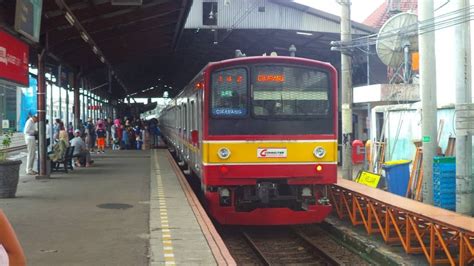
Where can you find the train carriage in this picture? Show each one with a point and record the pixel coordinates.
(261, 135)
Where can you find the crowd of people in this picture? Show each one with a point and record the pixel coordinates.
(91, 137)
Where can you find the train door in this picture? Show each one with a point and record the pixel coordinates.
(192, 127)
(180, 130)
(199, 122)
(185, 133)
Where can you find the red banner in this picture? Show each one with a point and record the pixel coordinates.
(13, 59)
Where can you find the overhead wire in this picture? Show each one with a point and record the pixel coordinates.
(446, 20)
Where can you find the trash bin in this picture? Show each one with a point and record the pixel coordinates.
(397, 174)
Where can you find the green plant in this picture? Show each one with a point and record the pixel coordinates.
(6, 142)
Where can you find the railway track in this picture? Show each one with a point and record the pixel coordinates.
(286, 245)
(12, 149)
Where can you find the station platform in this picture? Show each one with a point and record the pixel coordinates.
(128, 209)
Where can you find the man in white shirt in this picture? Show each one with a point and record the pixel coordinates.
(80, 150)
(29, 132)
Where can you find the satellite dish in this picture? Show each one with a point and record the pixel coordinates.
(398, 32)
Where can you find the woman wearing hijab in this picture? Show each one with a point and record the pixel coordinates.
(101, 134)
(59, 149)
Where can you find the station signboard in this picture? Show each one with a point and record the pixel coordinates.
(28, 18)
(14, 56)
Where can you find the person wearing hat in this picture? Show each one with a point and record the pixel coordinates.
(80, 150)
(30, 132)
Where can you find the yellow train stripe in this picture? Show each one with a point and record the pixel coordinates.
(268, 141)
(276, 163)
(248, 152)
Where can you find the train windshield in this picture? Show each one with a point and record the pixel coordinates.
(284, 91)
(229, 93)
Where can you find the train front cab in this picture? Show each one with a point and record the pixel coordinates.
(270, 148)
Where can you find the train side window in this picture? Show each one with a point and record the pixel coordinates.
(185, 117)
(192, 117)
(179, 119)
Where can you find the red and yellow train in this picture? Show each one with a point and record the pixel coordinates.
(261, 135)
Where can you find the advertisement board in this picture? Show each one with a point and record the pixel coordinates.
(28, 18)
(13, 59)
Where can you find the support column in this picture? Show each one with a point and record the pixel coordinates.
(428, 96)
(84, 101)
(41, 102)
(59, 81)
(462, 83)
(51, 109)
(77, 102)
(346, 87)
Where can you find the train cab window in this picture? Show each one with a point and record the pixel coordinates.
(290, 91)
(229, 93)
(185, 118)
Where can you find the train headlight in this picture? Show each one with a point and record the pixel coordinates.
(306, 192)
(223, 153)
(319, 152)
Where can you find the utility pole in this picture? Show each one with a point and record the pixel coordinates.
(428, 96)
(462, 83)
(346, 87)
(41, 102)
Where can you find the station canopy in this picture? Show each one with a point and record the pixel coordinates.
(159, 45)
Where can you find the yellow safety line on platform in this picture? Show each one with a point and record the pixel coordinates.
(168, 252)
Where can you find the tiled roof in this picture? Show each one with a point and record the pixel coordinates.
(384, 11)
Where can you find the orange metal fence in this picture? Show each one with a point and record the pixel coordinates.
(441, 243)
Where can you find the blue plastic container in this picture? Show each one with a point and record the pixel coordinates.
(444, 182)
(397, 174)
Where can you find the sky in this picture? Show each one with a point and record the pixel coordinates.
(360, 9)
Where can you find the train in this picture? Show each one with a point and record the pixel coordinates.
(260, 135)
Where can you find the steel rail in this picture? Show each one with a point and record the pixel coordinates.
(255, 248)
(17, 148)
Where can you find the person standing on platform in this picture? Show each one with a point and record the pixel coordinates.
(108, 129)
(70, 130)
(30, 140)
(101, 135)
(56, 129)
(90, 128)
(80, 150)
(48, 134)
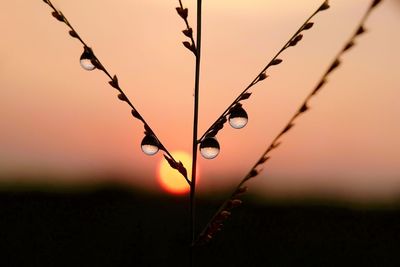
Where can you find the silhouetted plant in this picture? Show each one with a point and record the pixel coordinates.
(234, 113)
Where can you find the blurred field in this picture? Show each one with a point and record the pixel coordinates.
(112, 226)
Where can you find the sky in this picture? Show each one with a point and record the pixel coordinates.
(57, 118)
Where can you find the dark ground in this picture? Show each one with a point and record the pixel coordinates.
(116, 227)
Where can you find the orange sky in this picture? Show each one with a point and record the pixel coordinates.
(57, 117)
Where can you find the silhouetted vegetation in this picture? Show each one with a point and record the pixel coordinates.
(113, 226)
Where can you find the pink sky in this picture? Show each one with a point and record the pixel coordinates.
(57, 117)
────
▶ TASK: Which lines run from the one containing "Where can you find the blue" to the end of the data above? Set down those lines exactly, and only those, without any pictures.

▶ RESULT:
Where can you find the blue plastic container in this picture? Show each one with a point and record the pixel coordinates.
(444, 182)
(397, 174)
Where can you find the sky in this picture? Show each one with a point and record the pixel coordinates.
(360, 9)
Where can you find the train in this picture? Show each one with a point and record the pixel coordinates.
(260, 135)
Where can you find the steel rail in this picture? Show each one with a point and record the pixel coordinates.
(255, 248)
(17, 148)
Where can you find the person standing on platform in this picture? Show each one with a point and record the pixel coordinates.
(108, 129)
(70, 130)
(30, 140)
(101, 135)
(56, 129)
(90, 128)
(80, 150)
(48, 134)
Where can you find the silhouetted plant in this picture? Show each one with a point and record the pixel coordinates.
(234, 113)
Where can you find the blurred field in this picture? Show each one with a point and record the pixel coordinates.
(112, 226)
Where can you find the sky in this picture? Show each one with a point and record the pixel coordinates.
(57, 118)
Where can you find the dark ground in this picture? Show each one with a point and record the pixel coordinates.
(116, 227)
Where can you find the orange sky in this picture? Show each one with a point and record the pixel coordinates.
(57, 117)
Where can you find the silhouetted vegetation in this picture? Show each one with a point and record the pixel coordinates.
(113, 226)
Where can you find the pink sky in this picture? Show each one with a point and record the pixel coordinates.
(57, 117)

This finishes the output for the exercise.